Data listing
◇ ◇ ◇ ◇ ◇ ◇ ◇

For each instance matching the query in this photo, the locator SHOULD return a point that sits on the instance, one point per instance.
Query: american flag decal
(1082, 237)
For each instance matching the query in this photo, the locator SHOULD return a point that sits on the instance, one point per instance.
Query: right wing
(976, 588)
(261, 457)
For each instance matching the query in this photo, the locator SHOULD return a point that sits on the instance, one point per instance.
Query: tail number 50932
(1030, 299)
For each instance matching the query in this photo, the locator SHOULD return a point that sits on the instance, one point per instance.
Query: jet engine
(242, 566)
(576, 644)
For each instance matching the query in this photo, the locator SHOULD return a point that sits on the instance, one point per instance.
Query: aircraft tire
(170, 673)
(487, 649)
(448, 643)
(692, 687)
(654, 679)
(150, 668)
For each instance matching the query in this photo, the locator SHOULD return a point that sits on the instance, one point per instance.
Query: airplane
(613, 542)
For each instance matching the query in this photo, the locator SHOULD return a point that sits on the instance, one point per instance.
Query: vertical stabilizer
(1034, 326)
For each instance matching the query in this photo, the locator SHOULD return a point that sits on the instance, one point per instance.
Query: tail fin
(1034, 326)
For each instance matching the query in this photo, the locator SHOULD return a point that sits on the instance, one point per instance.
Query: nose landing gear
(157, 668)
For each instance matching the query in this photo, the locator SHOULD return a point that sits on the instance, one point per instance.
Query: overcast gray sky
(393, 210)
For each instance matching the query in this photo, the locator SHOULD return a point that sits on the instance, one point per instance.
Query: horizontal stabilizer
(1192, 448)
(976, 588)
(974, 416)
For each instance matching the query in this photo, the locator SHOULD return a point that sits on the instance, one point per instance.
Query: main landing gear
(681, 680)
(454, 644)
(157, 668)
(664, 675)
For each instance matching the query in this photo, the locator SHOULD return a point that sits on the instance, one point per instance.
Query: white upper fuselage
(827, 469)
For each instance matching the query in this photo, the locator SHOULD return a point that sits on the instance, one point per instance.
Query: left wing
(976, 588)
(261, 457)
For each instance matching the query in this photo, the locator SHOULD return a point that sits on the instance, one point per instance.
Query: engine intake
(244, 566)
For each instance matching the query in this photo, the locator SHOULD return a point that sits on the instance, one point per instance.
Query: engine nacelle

◇ ◇ ◇ ◇ ◇ ◇ ◇

Replace "locator" with "detector" throughout these rows, leaving the rest of the text unchanged.

**The output:**
For each instance matching the query in this photo, the detector SHOULD return a point that sits on the instance, one point per instance.
Query: american flag decal
(1082, 237)
For each instance matching the query in this photo, the detector SHOULD return a point that sits on the instance, one point per instance.
Query: right wing
(976, 588)
(261, 457)
For each instance matching the query in this photo, the detector SHOULD return a point that sits on the instance, one point per instance.
Query: tail number 50932
(1030, 299)
For each instance matching the query in this photo, the detector SHOULD return a point that sits on the instance, one point per instance.
Query: jet engine
(242, 566)
(576, 644)
For each instance matching the query in this photo, the detector SHOULD return a point that sits on the instance, one point per instance.
Query: aircraft tire
(170, 673)
(487, 649)
(448, 643)
(692, 687)
(654, 679)
(150, 668)
For each instance matching the query in this photo, the detector SHOULD return a point that sits on the instance, one point per instance.
Query: airplane
(613, 542)
For each instance matching the query in this photo, the detector SHOULD return a point that sits on the instance, one point per instance.
Query: vertical stabilizer
(1034, 326)
For each instance matching the query in this photo, the detector SHOULD return a point that sits on the instance, one point per instance.
Query: tail fin
(1034, 326)
For each instance matching the query in this photo, the detector SHOULD return a point that sits on the instance, one point per instance.
Query: nose landing gear
(157, 668)
For each instance matching the query in this photo, the detector SHOULD return a point that sits on the instance, one point per instance.
Query: overcast gray sky
(393, 210)
For each instance matching the query in this photo, the detector SHOULD return a point that sits on the instance, one point per instance.
Query: horizontal stabilizer
(1192, 448)
(976, 588)
(974, 416)
For each instance matching the query in this photo, the detector SHOULD return a point that sits on the instance, one point per instance.
Query: main landing gear
(681, 680)
(454, 644)
(157, 668)
(664, 675)
For each instance matching the query in this photo, the detector SHOULD return a point that sits on the instance, one point per instance.
Query: white upper fuselage
(827, 469)
For each instance matching the query in this photo, the detector SHOULD return a point that sits on the instance, one point per instance.
Query: left wing
(976, 588)
(261, 457)
For each instance matching the query in this photo, the detector SHOULD return a point that sits on the instance, one point per instance.
Query: engine intake
(244, 566)
For each instance matching the query in this photo, the detector SHOULD return a point that sits on the instance, one point per instance.
Query: engine nacelle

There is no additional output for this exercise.